[EXERCISE PASSAGE Boundary: Start]

UK Biobank WES data

Table of contents

  1. Rationale
  2. Phasing the WES data
    1. Set up your environment
    2. Merging WES and SNP array datas
    3. Phasing
      1. Phasing common
      2. Phasing rare
  3. Validation of your phasing

For any question on this pipeline, please contact Robin J. Hofmeister and Olivier Delaneau.


Similar to the WGS data, the WES data can be phased in two steps, separating common and rare markers. However, the specificity of the WES phasing is that we first merged it with the SNP array data to increase the density of common markers, in particular in between genes.

Phasing the WES data

Set up your environment

To structure the outputs of the analysis and to simplify the understanding of each step of this tutorial, we first create output folders as follows. You can choose the change the name of these folders but you will have to change the code accordingly.

dx mkdir -p Phasing/PhasingWES/step0_merge/support/
dx mkdir -p Phasing/PhasingWES/step1_phase_common/
dx mkdir -p Phasing/PhasingWES/step2_phase_rare/chunks/

Merging WES and SNP array datas

To merge WES and SNP array data, we proceed in several steps as follows.

[EXERCISE PASSAGE Boundary: End]

PROBLEM TO SOLVE:
Answer these questions about the UK Biobank WES phasing page:
(a) Whom does the page name as contacts for questions about the pipeline?
(b) What data is the WES data merged with before phasing, and for what stated purpose?
(c) Which folder path does the command for the rare-marker phasing step create?

[THE DATA Boundary: Start]

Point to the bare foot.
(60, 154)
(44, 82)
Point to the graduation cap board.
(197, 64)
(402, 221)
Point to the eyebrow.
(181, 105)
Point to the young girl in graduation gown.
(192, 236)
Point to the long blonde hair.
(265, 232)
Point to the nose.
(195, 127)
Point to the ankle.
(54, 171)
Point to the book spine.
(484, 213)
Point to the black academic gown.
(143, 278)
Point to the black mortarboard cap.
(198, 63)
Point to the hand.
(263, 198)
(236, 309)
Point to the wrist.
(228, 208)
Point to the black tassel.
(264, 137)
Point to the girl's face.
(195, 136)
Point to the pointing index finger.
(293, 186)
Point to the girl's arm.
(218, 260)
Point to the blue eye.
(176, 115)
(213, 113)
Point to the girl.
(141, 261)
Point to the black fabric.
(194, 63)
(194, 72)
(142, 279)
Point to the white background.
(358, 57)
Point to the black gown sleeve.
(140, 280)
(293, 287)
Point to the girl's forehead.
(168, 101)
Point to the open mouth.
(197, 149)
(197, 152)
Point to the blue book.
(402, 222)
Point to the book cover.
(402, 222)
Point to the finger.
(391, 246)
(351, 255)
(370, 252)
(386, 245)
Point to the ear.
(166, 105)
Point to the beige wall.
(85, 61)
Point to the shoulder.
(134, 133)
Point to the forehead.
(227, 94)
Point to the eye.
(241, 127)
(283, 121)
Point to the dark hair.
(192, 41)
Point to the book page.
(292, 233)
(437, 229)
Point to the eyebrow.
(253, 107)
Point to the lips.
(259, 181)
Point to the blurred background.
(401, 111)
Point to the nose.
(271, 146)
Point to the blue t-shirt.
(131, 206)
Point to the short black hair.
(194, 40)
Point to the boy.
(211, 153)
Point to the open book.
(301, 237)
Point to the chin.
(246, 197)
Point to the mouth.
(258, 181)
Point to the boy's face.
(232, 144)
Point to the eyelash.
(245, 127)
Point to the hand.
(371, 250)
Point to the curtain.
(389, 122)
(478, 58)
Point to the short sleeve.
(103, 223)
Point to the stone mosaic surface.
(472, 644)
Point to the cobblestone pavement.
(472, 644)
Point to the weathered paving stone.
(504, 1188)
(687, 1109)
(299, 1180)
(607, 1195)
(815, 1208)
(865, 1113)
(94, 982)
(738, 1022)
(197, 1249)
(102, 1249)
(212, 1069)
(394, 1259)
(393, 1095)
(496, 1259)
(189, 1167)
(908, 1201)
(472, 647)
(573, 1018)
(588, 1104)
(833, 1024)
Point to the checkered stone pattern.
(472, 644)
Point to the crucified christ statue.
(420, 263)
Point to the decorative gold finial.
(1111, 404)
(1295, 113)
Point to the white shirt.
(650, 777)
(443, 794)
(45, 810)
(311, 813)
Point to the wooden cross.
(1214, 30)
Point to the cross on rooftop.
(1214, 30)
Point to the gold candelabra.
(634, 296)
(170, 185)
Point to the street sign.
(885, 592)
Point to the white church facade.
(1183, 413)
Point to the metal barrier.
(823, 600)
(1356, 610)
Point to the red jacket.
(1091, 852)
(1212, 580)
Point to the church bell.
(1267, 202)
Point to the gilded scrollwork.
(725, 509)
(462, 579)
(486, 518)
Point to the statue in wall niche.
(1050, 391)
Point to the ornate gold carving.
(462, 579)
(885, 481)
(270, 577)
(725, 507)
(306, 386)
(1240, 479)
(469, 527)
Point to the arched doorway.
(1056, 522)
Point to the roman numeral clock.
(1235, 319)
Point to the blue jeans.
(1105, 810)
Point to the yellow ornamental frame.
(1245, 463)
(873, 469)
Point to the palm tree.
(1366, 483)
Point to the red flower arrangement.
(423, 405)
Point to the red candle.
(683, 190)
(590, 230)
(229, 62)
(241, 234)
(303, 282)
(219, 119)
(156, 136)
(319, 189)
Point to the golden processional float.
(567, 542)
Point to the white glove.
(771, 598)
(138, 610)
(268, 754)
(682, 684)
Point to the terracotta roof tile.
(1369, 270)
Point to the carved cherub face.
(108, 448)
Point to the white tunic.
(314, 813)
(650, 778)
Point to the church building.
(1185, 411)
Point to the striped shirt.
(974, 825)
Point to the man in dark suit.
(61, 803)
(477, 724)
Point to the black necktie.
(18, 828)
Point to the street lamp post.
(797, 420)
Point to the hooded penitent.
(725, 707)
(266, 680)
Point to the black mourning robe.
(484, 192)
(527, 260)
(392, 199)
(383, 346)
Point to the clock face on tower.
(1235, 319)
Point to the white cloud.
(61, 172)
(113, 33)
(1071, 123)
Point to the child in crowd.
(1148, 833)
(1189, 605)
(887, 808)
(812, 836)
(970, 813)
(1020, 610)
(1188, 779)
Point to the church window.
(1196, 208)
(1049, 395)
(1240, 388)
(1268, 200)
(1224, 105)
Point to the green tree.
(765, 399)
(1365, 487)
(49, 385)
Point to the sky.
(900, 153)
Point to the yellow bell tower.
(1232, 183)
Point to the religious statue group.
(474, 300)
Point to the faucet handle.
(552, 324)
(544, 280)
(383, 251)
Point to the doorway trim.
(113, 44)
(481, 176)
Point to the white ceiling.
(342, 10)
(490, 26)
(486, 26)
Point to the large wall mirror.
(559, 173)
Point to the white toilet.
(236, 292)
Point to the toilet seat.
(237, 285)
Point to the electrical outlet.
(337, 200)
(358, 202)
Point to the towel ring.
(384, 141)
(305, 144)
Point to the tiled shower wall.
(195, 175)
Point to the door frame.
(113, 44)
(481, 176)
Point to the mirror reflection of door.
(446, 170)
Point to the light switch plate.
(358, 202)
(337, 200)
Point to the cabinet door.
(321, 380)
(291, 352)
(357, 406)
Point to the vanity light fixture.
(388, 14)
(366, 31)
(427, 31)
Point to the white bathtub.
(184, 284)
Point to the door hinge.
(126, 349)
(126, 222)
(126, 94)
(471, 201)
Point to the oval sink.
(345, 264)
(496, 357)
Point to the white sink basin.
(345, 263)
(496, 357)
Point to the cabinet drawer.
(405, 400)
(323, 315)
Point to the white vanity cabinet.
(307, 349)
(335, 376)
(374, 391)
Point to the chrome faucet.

[THE DATA Boundary: End]

EXERCISE RESULT:
(a) Robin J. Hofmeister and Olivier Delaneau.
(b) The SNP array data, to increase the density of common markers, especially in between genes.
(c) Phasing/PhasingWES/step2_phase_rare/chunks/